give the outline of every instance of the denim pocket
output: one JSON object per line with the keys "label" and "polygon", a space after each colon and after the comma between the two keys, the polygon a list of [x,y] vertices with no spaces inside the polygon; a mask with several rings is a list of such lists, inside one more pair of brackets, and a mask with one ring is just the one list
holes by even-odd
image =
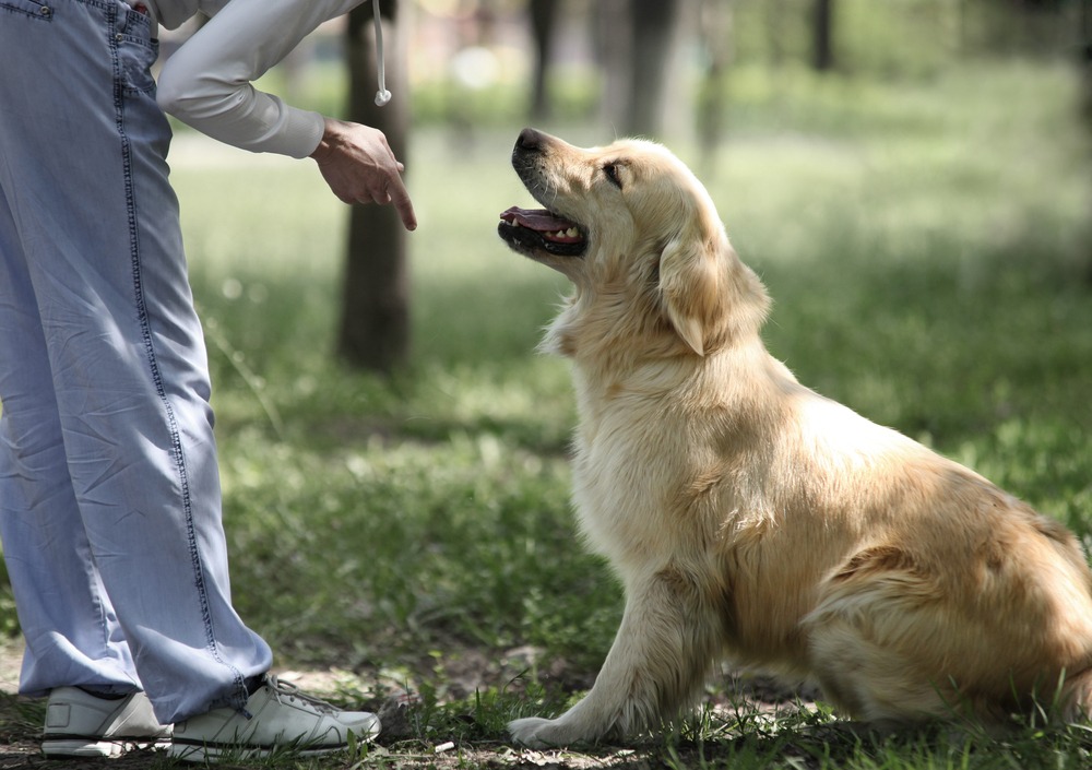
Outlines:
{"label": "denim pocket", "polygon": [[[0,0],[2,2],[2,0]],[[118,40],[118,64],[121,68],[121,84],[127,91],[150,93],[155,91],[152,64],[159,58],[157,40],[135,42],[128,37]]]}
{"label": "denim pocket", "polygon": [[152,64],[159,57],[159,42],[152,37],[152,20],[123,2],[118,2],[118,7],[115,39],[121,83],[127,91],[151,93],[155,90]]}
{"label": "denim pocket", "polygon": [[40,19],[44,22],[50,22],[54,19],[52,8],[45,2],[35,2],[34,0],[0,0],[0,11],[20,13],[32,19]]}

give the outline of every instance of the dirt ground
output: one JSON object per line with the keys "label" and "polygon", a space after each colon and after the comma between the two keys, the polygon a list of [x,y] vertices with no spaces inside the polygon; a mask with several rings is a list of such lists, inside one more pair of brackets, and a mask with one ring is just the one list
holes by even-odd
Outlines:
{"label": "dirt ground", "polygon": [[[16,642],[0,642],[0,770],[29,770],[51,768],[63,770],[152,770],[162,769],[169,762],[162,754],[151,750],[130,751],[117,759],[73,759],[56,760],[41,756],[39,734],[44,712],[43,701],[31,701],[16,695],[19,688],[19,668],[22,663],[22,645]],[[448,672],[473,692],[478,686],[477,679],[488,676],[490,665],[482,658],[478,671],[464,659],[464,672]],[[276,671],[281,679],[294,684],[304,690],[317,695],[333,694],[344,689],[346,685],[359,683],[351,672],[329,668],[325,671]],[[590,684],[590,683],[587,683]],[[762,709],[786,707],[797,695],[781,688],[775,683],[762,680],[749,682],[746,686],[747,700],[760,704]],[[799,700],[795,700],[798,706]],[[796,706],[787,706],[796,708]],[[432,746],[423,746],[417,742],[404,742],[412,734],[407,721],[404,697],[391,697],[380,710],[383,722],[383,735],[377,745],[370,746],[365,760],[346,755],[333,755],[322,762],[323,767],[335,768],[405,768],[407,770],[431,769],[454,770],[456,768],[487,768],[488,770],[505,770],[507,768],[543,768],[545,770],[589,770],[592,768],[625,768],[626,770],[644,770],[646,768],[663,768],[663,747],[658,744],[636,747],[596,747],[587,753],[573,750],[536,751],[518,748],[506,743],[480,742],[475,745],[454,745],[453,742],[438,742]],[[415,748],[406,750],[412,745]],[[686,757],[678,757],[685,760]],[[700,761],[700,760],[699,760]],[[802,757],[800,767],[809,766]],[[180,767],[187,767],[180,765]],[[192,767],[192,766],[190,766]],[[260,767],[254,765],[253,767]]]}

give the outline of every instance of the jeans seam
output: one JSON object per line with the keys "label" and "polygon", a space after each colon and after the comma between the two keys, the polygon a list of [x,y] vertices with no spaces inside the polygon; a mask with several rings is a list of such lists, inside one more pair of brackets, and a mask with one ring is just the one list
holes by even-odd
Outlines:
{"label": "jeans seam", "polygon": [[[111,7],[108,10],[108,17],[110,26],[117,28],[118,24],[118,11],[117,7]],[[193,507],[192,500],[190,499],[190,488],[189,488],[189,477],[186,467],[186,455],[182,451],[182,442],[180,431],[178,429],[178,424],[175,418],[174,408],[170,405],[170,399],[167,396],[166,389],[163,384],[163,377],[159,372],[159,366],[155,354],[155,344],[152,335],[151,320],[147,313],[147,305],[144,297],[144,285],[143,277],[141,273],[141,249],[140,249],[140,227],[136,214],[136,201],[135,201],[135,190],[133,185],[133,171],[132,171],[132,142],[129,139],[129,134],[126,131],[126,120],[124,120],[124,104],[126,104],[126,92],[128,91],[121,71],[120,55],[118,51],[119,40],[116,37],[109,40],[111,63],[114,68],[114,106],[117,120],[118,135],[121,140],[121,163],[122,163],[122,177],[124,179],[124,196],[126,196],[126,209],[128,218],[128,229],[129,229],[129,244],[130,244],[130,261],[132,266],[132,280],[133,280],[133,299],[135,303],[138,322],[140,324],[140,332],[142,341],[144,344],[144,351],[146,355],[146,360],[149,365],[149,371],[152,376],[152,381],[155,386],[156,395],[163,406],[164,414],[167,418],[167,424],[170,435],[170,452],[174,457],[175,467],[178,473],[179,489],[181,494],[182,511],[186,520],[186,536],[187,546],[190,552],[191,566],[193,568],[193,580],[194,588],[197,589],[200,606],[201,606],[201,620],[204,626],[205,632],[205,644],[209,652],[212,654],[213,660],[215,660],[221,665],[229,668],[235,677],[236,692],[241,694],[246,691],[246,682],[242,673],[238,671],[235,666],[230,665],[225,661],[221,654],[219,649],[216,644],[216,635],[212,627],[212,612],[209,606],[209,594],[205,587],[204,569],[201,564],[201,555],[197,543],[197,532],[193,525]],[[237,698],[242,698],[245,702],[245,697],[237,695]]]}

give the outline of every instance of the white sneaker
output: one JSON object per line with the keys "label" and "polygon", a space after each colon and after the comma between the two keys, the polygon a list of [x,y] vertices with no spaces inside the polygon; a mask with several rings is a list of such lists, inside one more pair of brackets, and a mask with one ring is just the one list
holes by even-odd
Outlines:
{"label": "white sneaker", "polygon": [[121,698],[96,696],[79,687],[58,687],[46,701],[41,753],[47,757],[117,757],[170,739],[143,692]]}
{"label": "white sneaker", "polygon": [[281,753],[310,756],[348,748],[349,733],[360,743],[371,741],[379,735],[379,718],[341,711],[265,676],[246,713],[213,709],[176,724],[170,755],[195,762]]}

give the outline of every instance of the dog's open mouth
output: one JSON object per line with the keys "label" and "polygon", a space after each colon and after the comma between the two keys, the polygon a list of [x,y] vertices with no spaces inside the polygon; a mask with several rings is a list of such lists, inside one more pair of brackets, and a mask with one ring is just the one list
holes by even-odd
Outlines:
{"label": "dog's open mouth", "polygon": [[583,228],[546,209],[512,206],[501,213],[497,233],[512,248],[541,250],[558,257],[579,257],[587,248]]}

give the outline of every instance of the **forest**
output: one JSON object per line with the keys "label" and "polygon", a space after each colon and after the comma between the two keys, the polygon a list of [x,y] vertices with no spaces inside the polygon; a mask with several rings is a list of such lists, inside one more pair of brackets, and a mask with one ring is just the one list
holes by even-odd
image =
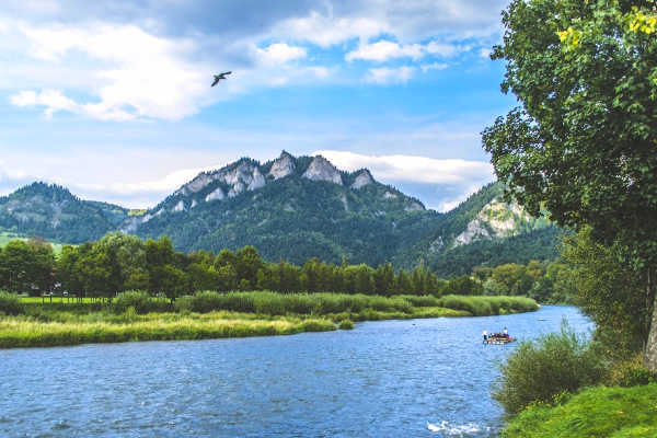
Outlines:
{"label": "forest", "polygon": [[303,265],[265,262],[253,246],[176,252],[171,240],[140,240],[108,233],[96,242],[65,245],[58,255],[43,239],[12,240],[0,250],[0,289],[41,296],[112,299],[143,290],[171,301],[201,290],[395,295],[529,296],[541,302],[567,302],[568,266],[530,261],[496,267],[477,266],[469,274],[440,278],[420,264],[412,270],[391,263],[371,267],[339,265],[316,257]]}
######
### [What to do]
Arrange the material above as a Markdown table with the columns Row and Line, one numbered row for each line. Leave out blank lines and the pictures.

### [In response]
| Row | Line |
|---|---|
| 1 | give the outline of every instance of the denim pocket |
| 2 | output: one JSON object per line with the keys "label" and "polygon", a space after each colon and after the comma between the two keys, the polygon a list of [x,y] vertices with no spaces inside the polygon; a mask with several rings is a list of such lists, inside one more pair of brackets, and a mask with one ring is just the one list |
| 3 | holes by even-odd |
| 4 | image = |
| 5 | Outlines: |
| 6 | {"label": "denim pocket", "polygon": [[[0,0],[2,2],[2,0]],[[118,40],[118,64],[121,68],[121,84],[127,91],[150,93],[155,91],[152,64],[159,58],[157,40],[135,42],[128,37]]]} |
| 7 | {"label": "denim pocket", "polygon": [[152,64],[159,57],[159,42],[152,37],[152,20],[123,2],[118,2],[118,7],[115,39],[121,83],[127,91],[151,93],[155,90]]} |
| 8 | {"label": "denim pocket", "polygon": [[40,19],[44,22],[50,22],[54,19],[52,8],[45,2],[35,2],[34,0],[0,0],[0,11],[20,13],[32,19]]} |
| 9 | give the outline of every instance of the dirt ground |
| 10 | output: one JSON object per line with the keys "label" and "polygon", a space after each colon and after the comma between the two keys, the polygon a list of [x,y] vertices with no spaces inside the polygon; a mask with several rings is a list of such lists, inside one more pair of brackets, and a mask with one ring is just the one list |
| 11 | holes by even-odd |
| 12 | Outlines: |
| 13 | {"label": "dirt ground", "polygon": [[[16,642],[0,642],[0,770],[29,770],[51,768],[63,770],[152,770],[162,769],[169,762],[162,754],[151,750],[130,751],[117,759],[73,759],[56,760],[41,756],[39,734],[44,712],[43,701],[31,701],[16,695],[19,688],[19,668],[22,663],[22,645]],[[448,672],[473,692],[478,686],[477,679],[488,676],[490,665],[482,658],[478,671],[464,659],[464,672]],[[276,671],[281,679],[294,684],[304,690],[317,695],[333,694],[344,689],[346,685],[359,683],[351,672],[329,668],[325,671]],[[590,684],[590,683],[587,683]],[[762,709],[786,707],[797,695],[781,688],[775,683],[762,680],[749,682],[746,686],[747,700],[760,704]],[[799,700],[795,700],[798,706]],[[796,706],[787,706],[796,708]],[[432,746],[423,746],[417,742],[404,742],[412,734],[407,721],[404,697],[391,697],[380,710],[383,722],[383,735],[377,745],[370,746],[365,760],[346,755],[333,755],[322,762],[323,767],[335,768],[405,768],[407,770],[431,769],[454,770],[456,768],[487,768],[488,770],[505,770],[507,768],[543,768],[545,770],[589,770],[592,768],[625,768],[626,770],[644,770],[646,768],[663,768],[663,747],[658,744],[636,747],[596,747],[587,753],[573,750],[536,751],[518,748],[506,743],[480,742],[475,745],[454,745],[453,742],[438,742]],[[415,748],[406,750],[412,745]],[[686,757],[678,757],[685,760]],[[700,761],[700,760],[699,760]],[[802,757],[800,767],[809,766]],[[180,767],[187,767],[180,765]],[[192,767],[192,766],[190,766]],[[260,767],[254,765],[253,767]]]} |
| 14 | give the outline of every instance of the jeans seam |
| 15 | output: one JSON object per line with the keys "label" and "polygon", a space after each colon and after the comma between the two keys, the polygon a list of [x,y] vertices with no spaces inside the polygon; a mask with several rings is a list of such lists, inside one more pair of brackets, and a mask with one ring is just the one list |
| 16 | holes by even-odd |
| 17 | Outlines: |
| 18 | {"label": "jeans seam", "polygon": [[[111,7],[108,10],[108,17],[110,26],[117,28],[118,24],[118,11],[117,7]],[[193,507],[192,500],[190,499],[190,488],[189,488],[189,477],[186,467],[186,455],[182,451],[182,442],[180,431],[178,429],[178,424],[175,418],[174,408],[170,405],[170,399],[167,396],[166,389],[163,384],[163,377],[159,372],[159,366],[155,354],[155,344],[152,335],[151,320],[147,313],[147,305],[144,297],[144,285],[143,277],[141,273],[141,249],[140,249],[140,227],[136,214],[136,201],[135,201],[135,190],[133,185],[133,171],[132,171],[132,142],[129,139],[129,134],[126,131],[126,120],[124,120],[124,104],[126,104],[126,92],[128,91],[121,71],[120,55],[118,51],[119,40],[116,37],[109,40],[111,63],[114,68],[114,106],[117,120],[118,135],[121,140],[121,163],[122,163],[122,177],[124,179],[124,196],[126,196],[126,209],[128,218],[128,229],[129,229],[129,244],[130,244],[130,261],[132,266],[132,280],[133,280],[133,299],[135,303],[138,322],[140,324],[140,332],[142,341],[144,344],[144,351],[146,355],[146,360],[149,365],[149,371],[152,376],[152,381],[155,386],[156,395],[163,406],[164,414],[167,418],[167,424],[170,435],[170,452],[174,457],[175,467],[178,473],[179,489],[181,494],[182,511],[186,520],[186,536],[187,546],[190,552],[191,566],[193,568],[193,580],[194,588],[197,589],[200,606],[201,606],[201,620],[204,626],[205,632],[205,644],[209,652],[212,654],[213,660],[215,660],[221,665],[229,668],[235,677],[236,692],[241,694],[246,691],[246,682],[242,673],[238,671],[235,666],[230,665],[225,661],[221,654],[219,649],[216,644],[216,635],[212,627],[212,612],[209,606],[209,594],[205,587],[204,569],[201,564],[201,555],[197,543],[197,532],[193,525]],[[237,698],[242,698],[245,702],[245,697],[237,695]]]} |
| 19 | give the outline of every instance of the white sneaker |
| 20 | output: one JSON object per line with the keys "label" and "polygon", a space after each colon and after the comma between the two keys, the polygon a list of [x,y] vertices with no spaces inside the polygon; a mask with several rings is a list of such lists, inside one more pair of brackets, and a mask with one ring is just the one list |
| 21 | holes by even-odd |
| 22 | Outlines: |
| 23 | {"label": "white sneaker", "polygon": [[121,698],[96,696],[79,687],[58,687],[46,701],[41,753],[47,757],[117,757],[170,739],[143,692]]} |
| 24 | {"label": "white sneaker", "polygon": [[281,753],[310,756],[348,748],[349,733],[360,743],[371,741],[379,735],[379,718],[341,711],[265,676],[246,713],[213,709],[176,724],[170,755],[195,762]]} |
| 25 | give the outline of every instance of the dog's open mouth |
| 26 | output: one JSON object per line with the keys "label" and "polygon", a space after each colon and after the comma between the two keys, the polygon a list of [x,y] vertices with no spaces inside the polygon; a mask with several rings is a list of such lists, inside one more pair of brackets, and a mask with one ring is just the one list |
| 27 | holes by even-odd |
| 28 | Outlines: |
| 29 | {"label": "dog's open mouth", "polygon": [[583,228],[546,209],[512,206],[501,213],[497,233],[512,248],[541,250],[558,257],[579,257],[587,248]]} |
| 30 | give the outline of every instance of the **forest** |
| 31 | output: one JSON object per line with the keys "label" and "polygon", a space after each colon and after the comma between the two keys, the polygon a list of [x,y] vertices with no spaces inside the polygon; a mask with several rings is a list of such lists, inside one more pair of brackets, and a mask with one ring is just the one list |
| 32 | holes by even-odd |
| 33 | image = |
| 34 | Outlines: |
| 35 | {"label": "forest", "polygon": [[303,265],[265,262],[253,246],[176,252],[171,240],[140,240],[108,233],[96,242],[65,245],[58,255],[43,239],[12,240],[0,250],[0,289],[41,296],[112,299],[143,290],[171,301],[201,290],[395,295],[529,296],[541,302],[567,302],[568,266],[530,261],[496,267],[477,266],[469,274],[440,278],[420,264],[412,270],[391,263],[371,267],[339,265],[316,257]]} |